--- Start DATA FOR THIS EXERCISE ---

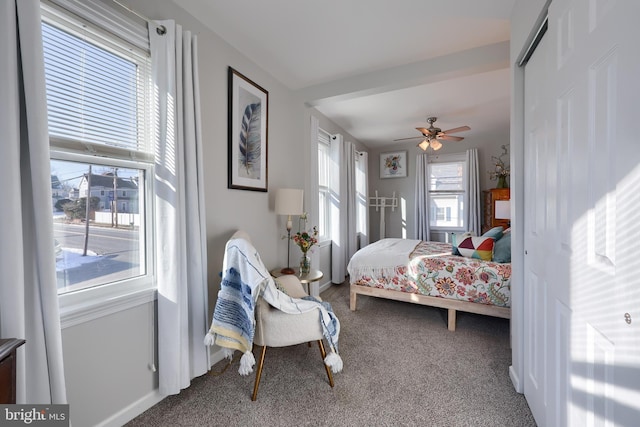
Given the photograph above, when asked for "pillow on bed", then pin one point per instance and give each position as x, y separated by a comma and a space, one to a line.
476, 247
502, 249
456, 239
495, 232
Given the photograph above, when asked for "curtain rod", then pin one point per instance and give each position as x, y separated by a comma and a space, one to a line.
161, 28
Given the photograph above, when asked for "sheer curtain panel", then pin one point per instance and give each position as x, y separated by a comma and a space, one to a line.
422, 198
28, 293
180, 217
343, 207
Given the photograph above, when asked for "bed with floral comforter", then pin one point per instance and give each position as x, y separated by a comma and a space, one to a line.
427, 273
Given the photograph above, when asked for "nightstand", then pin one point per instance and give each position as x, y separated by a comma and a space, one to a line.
310, 279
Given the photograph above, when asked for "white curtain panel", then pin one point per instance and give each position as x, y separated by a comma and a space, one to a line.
422, 198
473, 213
28, 292
180, 218
362, 197
343, 209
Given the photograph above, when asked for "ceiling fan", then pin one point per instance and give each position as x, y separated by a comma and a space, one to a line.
431, 135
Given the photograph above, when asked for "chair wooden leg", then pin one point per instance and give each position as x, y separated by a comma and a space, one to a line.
254, 396
324, 354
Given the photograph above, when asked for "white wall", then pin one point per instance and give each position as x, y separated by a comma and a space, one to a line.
401, 222
106, 360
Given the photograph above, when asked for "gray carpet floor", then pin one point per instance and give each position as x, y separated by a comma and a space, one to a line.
402, 367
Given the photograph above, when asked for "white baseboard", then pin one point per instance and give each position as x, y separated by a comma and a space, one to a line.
130, 412
136, 408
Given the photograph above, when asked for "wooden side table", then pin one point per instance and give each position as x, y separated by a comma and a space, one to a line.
309, 279
8, 349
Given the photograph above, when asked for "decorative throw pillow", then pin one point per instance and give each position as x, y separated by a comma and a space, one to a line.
474, 247
502, 249
477, 247
456, 239
495, 232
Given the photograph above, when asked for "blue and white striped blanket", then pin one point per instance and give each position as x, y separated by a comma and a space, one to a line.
245, 278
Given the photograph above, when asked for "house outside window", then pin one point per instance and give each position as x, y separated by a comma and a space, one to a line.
99, 109
447, 192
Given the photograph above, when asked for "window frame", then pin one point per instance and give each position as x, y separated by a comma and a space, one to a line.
459, 158
80, 306
324, 210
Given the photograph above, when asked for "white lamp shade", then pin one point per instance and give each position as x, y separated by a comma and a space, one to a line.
289, 201
503, 209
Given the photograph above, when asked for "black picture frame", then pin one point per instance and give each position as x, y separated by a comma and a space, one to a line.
248, 134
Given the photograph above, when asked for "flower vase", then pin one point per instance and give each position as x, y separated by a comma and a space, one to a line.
305, 264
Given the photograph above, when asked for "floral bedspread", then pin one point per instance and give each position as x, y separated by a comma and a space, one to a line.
432, 270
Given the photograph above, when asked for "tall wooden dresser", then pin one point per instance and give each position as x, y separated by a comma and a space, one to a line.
489, 205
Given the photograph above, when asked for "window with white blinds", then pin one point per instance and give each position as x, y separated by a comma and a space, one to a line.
324, 175
100, 110
97, 89
447, 192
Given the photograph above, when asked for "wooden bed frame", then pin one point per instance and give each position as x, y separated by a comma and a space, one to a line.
450, 304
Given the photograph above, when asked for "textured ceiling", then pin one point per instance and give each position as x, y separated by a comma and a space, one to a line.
379, 68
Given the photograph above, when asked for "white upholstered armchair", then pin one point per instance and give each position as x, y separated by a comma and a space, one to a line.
275, 328
250, 309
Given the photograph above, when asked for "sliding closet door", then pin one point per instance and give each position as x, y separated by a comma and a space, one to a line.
582, 216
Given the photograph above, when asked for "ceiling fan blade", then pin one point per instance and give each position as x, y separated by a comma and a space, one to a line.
450, 137
424, 131
458, 129
413, 137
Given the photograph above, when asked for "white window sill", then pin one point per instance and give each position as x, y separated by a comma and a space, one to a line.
97, 303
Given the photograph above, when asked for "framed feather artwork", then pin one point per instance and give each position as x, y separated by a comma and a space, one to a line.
248, 133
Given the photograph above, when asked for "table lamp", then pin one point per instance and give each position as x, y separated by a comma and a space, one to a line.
289, 201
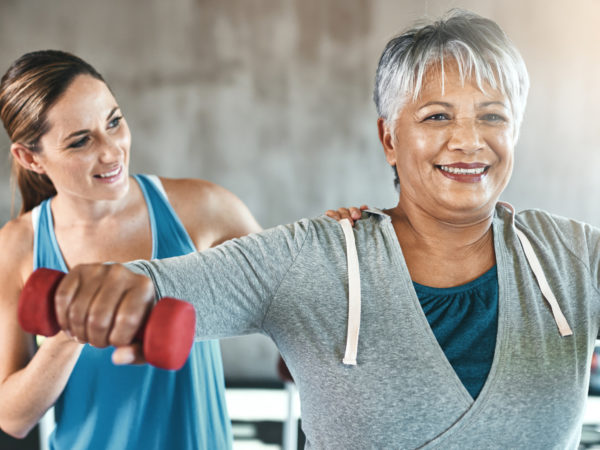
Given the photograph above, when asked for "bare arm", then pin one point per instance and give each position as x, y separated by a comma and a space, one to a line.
210, 213
30, 381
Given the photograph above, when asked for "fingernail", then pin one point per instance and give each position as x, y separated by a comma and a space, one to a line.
124, 359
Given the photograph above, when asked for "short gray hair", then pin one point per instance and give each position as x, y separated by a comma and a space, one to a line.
478, 46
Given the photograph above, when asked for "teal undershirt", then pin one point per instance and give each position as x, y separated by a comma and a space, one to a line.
464, 320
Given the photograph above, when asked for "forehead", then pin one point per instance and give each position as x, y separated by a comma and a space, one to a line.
86, 99
448, 83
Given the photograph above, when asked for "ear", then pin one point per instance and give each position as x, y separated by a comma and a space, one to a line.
26, 158
387, 140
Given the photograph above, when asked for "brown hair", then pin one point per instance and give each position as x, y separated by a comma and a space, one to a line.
31, 85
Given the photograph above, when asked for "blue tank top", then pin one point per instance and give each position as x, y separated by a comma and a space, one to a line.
105, 406
464, 319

--- End DATA FOR THIS EXERCISE ---

- _WHAT YOU SHOULD DO_: All the records above need to be given again word for word. Skip the pictures.

- _REPLY_:
Given the photograph above, when asked for "pillow on bed", then pin one point per instance and give each position as x, y separated by a comma and a space, one to a line.
476, 247
502, 249
456, 239
495, 232
Given the photograph above, when asked for "curtain rod", then pin one point per instance and give each position as x, y separated by a comma and a space, one to a line.
161, 28
Given the photograph above, when asked for "sheer curtain panel", then pin one point per instance and give each position as x, y separated by a comma and a space, one to a line.
422, 198
28, 293
180, 217
343, 207
Given the photograph above, when asked for "bed with floral comforter", then pin one point per instance and give each position as x, y separated by a comma and a space, one to a line.
427, 273
Given the photograph above, when asked for "nightstand", then pin one point per instance and give each position as x, y separated by a comma and a space, one to a line.
310, 279
Given the photograph above, when asked for "white curtain panel", then pin one point per instance and give each position as x, y separated by a comma and a space, one to a line.
422, 198
473, 213
28, 292
180, 218
362, 197
343, 209
Given the photograph above, when asked for "ceiling fan", then pin one point per instance and give each position as x, y separated by a comma and a space, one to a line.
431, 135
Given the photograph above, when asked for "chair wooden leg", then pin one point per instance and give each position as x, y separated by a comma and a space, one to a line.
254, 396
324, 354
Given the photograph above, when asked for "white wall", then pin one point per instance and give each position as x, y separated by a comma and a space, one to a line.
401, 222
106, 360
Given the photograph above, when asked for "gray carpet floor", then pin one point per instance and give each position as x, y separated by a comma and a space, one to a line.
402, 367
Given the photograph above, when asked for "white baseboard", then pin one point per instance and give each position as x, y separated by a comma and a space, one to a line.
130, 412
136, 408
Given the photograph above, when asked for "wooden side table", then pin one point per instance and give each position as x, y separated by a comma and a space, one to a line.
309, 279
8, 349
Given the photograph above, when asked for "decorative throw pillow", then pin one point per instance and give each position as x, y separated by a comma and a space, one to a line.
474, 247
502, 249
477, 247
456, 239
495, 232
Given the photograph above, when asked for "blue and white striped blanket", then pin one point per instance and give each position as x, y separated by a comma and a space, one to a line.
245, 278
Given the photograph above, when asked for "house outside window", then pin one point per instance and give each position as x, y separated by a comma and a space, one to a line.
99, 109
447, 192
Given the photograph above, when asked for "window frame", then pin one point per instance and give each position as x, y separated by a comma and a space, one to a line.
459, 158
80, 306
324, 210
Given the photograph above, when asked for "white lamp shade", then pin one point per instance and give each position as x, y separated by a comma and a space, one to a line.
289, 201
503, 209
Given the photograph above, when asked for "black picture frame", then pin one point per instance and give each position as x, y separated by a comma and a space, one to a line.
248, 134
Given the photograph above, when asked for "flower vase", then pin one point per instance and give each position as x, y separated by a comma and a space, one to a line.
305, 264
Given the photograph above, when asked for "floral bedspread", then pin one point per instance and give each position as x, y separated by a comma and a space, one to a line.
432, 270
Given the photograph above, when asked for "tall wooden dresser", then pin one point per instance and give each position as x, y separated by a comma and a space, one to a line.
489, 205
Given the photograph above, when asked for "window with white blinds", then pin one point per instance and give each position as x, y separated by a comma and a space, one to a line.
324, 175
100, 110
97, 89
447, 192
Given the photograph above, when asked for "wooden bed frame", then pin one point per instance and give each position as x, y separated by a comma and a space, one to a line.
450, 304
Given the photograph above, when asked for "textured ceiling", then pin one point per instance and give each position as x, y separated by a comma and a space, one to a line.
379, 68
Given the photograph above, when asked for "white upholstered armchair", then pin one point per instance and give each position as x, y separated by a comma and a space, one to a line.
275, 328
250, 309
Given the photograph above, when asked for "sliding closet door", then pin one point per instance and give each position as x, y separated by a comma and a space, one to a line.
582, 216
Given the photograph above, when asked for "ceiling fan blade", then pin one point per instance and give each position as x, y separated by a comma and a space, one to a line.
450, 137
424, 131
458, 129
413, 137
Given the photograph above, when asked for "white window sill", then pin one point per instance and give each position as x, y separated by a comma and a space, one to a line.
97, 303
Given the photograph above, when asked for "framed feather artwork", then pin one point per instance and give each position as x, y separated by a comma and a space, one to a line.
248, 133
Given the photograph above, when asked for "table lamp", then pin one point per instance and give each position as x, y separated by a comma and a space, one to a line.
289, 201
Given the photograph above, when asked for "bare arm", then pin one point per instance and give each position as x, y separated by a comma and a space, one to a line.
210, 213
30, 381
Given the photograph above, when asked for "fingernail", then pin one point per instance and give each position as x, y separated by a comma and a space, one to a line.
124, 359
Given the photograph above, when asked for "short gray hair", then pin one point per instance and give each position as x, y separated by a comma and a space, one to a line.
478, 46
Given the photograph above, when asked for "teal undershirt", then pin one point per instance and give each position as x, y separated by a comma and a space, one to a line.
464, 320
Given the photograph above, when asked for "forehead", then pin one point per instance and give each position as x, y separated by a comma and a space, one to a line.
86, 99
448, 83
Given the photograph above, when asked for "ear", then pin one point per instance and give each position as x, y separated by a comma and a space, one to a line.
26, 158
387, 140
Given the photograph above, when asked for "brown hair", then pin one point per instance and give each position as x, y separated by a comma and a space, one to a line.
31, 85
Given the photograph above, when asked for "blue tank top", then pin one point per instance and give each position as x, y separated by a comma and a space, one to a line.
105, 406
464, 319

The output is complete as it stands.